REQUIREMENT »
Rewrite only the data lines that begin at the line containing "Expected: for each instance of the circular" and continue through the end of the data, copying every line in full but scaling each x and y point coordinate in the answers by 0.95 and rounding it to a whole number, with halves rounded up. Leave the pictures out.

── THE RECORDS ──

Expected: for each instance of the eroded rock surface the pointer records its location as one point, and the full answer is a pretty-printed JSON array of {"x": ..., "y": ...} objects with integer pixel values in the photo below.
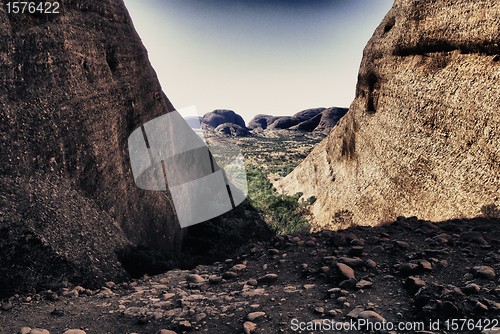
[
  {"x": 422, "y": 137},
  {"x": 73, "y": 86}
]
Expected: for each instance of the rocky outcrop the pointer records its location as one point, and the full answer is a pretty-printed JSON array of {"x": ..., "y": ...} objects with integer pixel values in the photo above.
[
  {"x": 422, "y": 136},
  {"x": 262, "y": 121},
  {"x": 231, "y": 129},
  {"x": 286, "y": 122},
  {"x": 329, "y": 118},
  {"x": 217, "y": 117},
  {"x": 316, "y": 119},
  {"x": 73, "y": 86}
]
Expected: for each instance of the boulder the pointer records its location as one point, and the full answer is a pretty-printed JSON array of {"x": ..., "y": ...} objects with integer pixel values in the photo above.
[
  {"x": 231, "y": 129},
  {"x": 217, "y": 117},
  {"x": 421, "y": 137},
  {"x": 73, "y": 87},
  {"x": 329, "y": 118},
  {"x": 261, "y": 121}
]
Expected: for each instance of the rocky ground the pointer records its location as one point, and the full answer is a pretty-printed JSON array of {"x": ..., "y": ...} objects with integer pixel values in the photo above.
[{"x": 404, "y": 273}]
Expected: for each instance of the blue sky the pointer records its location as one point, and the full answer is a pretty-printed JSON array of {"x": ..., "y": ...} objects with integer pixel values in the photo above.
[{"x": 257, "y": 56}]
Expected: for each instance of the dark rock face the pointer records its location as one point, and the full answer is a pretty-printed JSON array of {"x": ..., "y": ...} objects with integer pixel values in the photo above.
[
  {"x": 421, "y": 137},
  {"x": 217, "y": 117},
  {"x": 231, "y": 129},
  {"x": 72, "y": 88}
]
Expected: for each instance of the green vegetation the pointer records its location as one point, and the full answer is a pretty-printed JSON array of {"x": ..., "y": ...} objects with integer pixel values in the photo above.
[{"x": 283, "y": 213}]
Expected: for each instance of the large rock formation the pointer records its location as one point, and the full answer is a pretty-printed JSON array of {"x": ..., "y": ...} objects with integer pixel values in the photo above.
[
  {"x": 422, "y": 137},
  {"x": 315, "y": 119},
  {"x": 329, "y": 118},
  {"x": 73, "y": 86},
  {"x": 217, "y": 117},
  {"x": 262, "y": 121}
]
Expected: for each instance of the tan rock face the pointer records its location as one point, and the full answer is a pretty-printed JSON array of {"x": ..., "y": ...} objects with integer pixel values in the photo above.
[
  {"x": 73, "y": 86},
  {"x": 422, "y": 137}
]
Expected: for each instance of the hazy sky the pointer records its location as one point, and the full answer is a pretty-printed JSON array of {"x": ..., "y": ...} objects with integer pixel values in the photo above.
[{"x": 257, "y": 56}]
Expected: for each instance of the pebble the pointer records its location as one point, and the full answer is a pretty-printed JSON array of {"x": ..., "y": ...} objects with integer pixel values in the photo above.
[
  {"x": 269, "y": 278},
  {"x": 484, "y": 272},
  {"x": 229, "y": 275},
  {"x": 214, "y": 279},
  {"x": 345, "y": 271},
  {"x": 7, "y": 306},
  {"x": 254, "y": 315},
  {"x": 165, "y": 331},
  {"x": 195, "y": 278},
  {"x": 371, "y": 316},
  {"x": 38, "y": 331},
  {"x": 249, "y": 327},
  {"x": 363, "y": 284},
  {"x": 352, "y": 262}
]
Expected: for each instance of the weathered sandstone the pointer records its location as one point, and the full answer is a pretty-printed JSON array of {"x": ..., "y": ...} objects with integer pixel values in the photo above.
[{"x": 422, "y": 137}]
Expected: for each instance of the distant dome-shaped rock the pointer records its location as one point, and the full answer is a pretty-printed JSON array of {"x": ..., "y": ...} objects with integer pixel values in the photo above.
[
  {"x": 193, "y": 121},
  {"x": 329, "y": 118},
  {"x": 231, "y": 129},
  {"x": 73, "y": 87},
  {"x": 217, "y": 117},
  {"x": 261, "y": 121},
  {"x": 422, "y": 136}
]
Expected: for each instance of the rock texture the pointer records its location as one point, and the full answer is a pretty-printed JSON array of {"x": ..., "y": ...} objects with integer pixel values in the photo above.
[
  {"x": 274, "y": 283},
  {"x": 422, "y": 137},
  {"x": 262, "y": 121},
  {"x": 73, "y": 86},
  {"x": 231, "y": 129},
  {"x": 218, "y": 117},
  {"x": 316, "y": 119}
]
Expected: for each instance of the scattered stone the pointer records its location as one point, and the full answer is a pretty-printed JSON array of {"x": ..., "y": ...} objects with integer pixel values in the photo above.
[
  {"x": 6, "y": 306},
  {"x": 310, "y": 243},
  {"x": 165, "y": 331},
  {"x": 363, "y": 284},
  {"x": 254, "y": 315},
  {"x": 229, "y": 275},
  {"x": 352, "y": 262},
  {"x": 38, "y": 331},
  {"x": 319, "y": 310},
  {"x": 185, "y": 325},
  {"x": 370, "y": 264},
  {"x": 195, "y": 278},
  {"x": 424, "y": 265},
  {"x": 356, "y": 250},
  {"x": 484, "y": 272},
  {"x": 471, "y": 289},
  {"x": 269, "y": 278},
  {"x": 273, "y": 251},
  {"x": 407, "y": 269},
  {"x": 252, "y": 282},
  {"x": 214, "y": 279},
  {"x": 355, "y": 312},
  {"x": 348, "y": 284},
  {"x": 414, "y": 283},
  {"x": 345, "y": 271},
  {"x": 371, "y": 316},
  {"x": 402, "y": 244},
  {"x": 249, "y": 327}
]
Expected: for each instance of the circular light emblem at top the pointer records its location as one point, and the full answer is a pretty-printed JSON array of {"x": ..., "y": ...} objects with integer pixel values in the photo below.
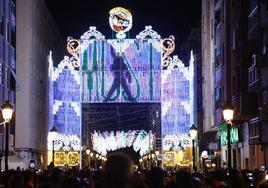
[{"x": 120, "y": 20}]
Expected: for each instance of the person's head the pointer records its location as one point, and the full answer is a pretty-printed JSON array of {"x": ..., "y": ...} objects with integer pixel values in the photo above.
[
  {"x": 156, "y": 177},
  {"x": 118, "y": 170}
]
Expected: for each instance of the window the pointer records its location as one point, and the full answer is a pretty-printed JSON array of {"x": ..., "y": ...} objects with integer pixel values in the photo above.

───

SOLUTION TO THE PROBLEM »
Expected: for each instance of the circular light emblem at top the pointer records its location as one point, and the full answer is a pretty-printed JSON array of {"x": ..., "y": ...} objects with integer pixel values in the photo below.
[{"x": 114, "y": 19}]
Expected: for each instance of the person's head the pointer records its location as one point, and the full answer is a pretty-printed JSON array of {"x": ..., "y": ...} objects with integer pixel values in the photo above.
[
  {"x": 148, "y": 168},
  {"x": 112, "y": 162}
]
Expected: for each instance of the window the pointer records its location as one point, and the full answer is a pretty-printed JSON array of {"x": ..., "y": ...} objects with integer pixel values in the photo above.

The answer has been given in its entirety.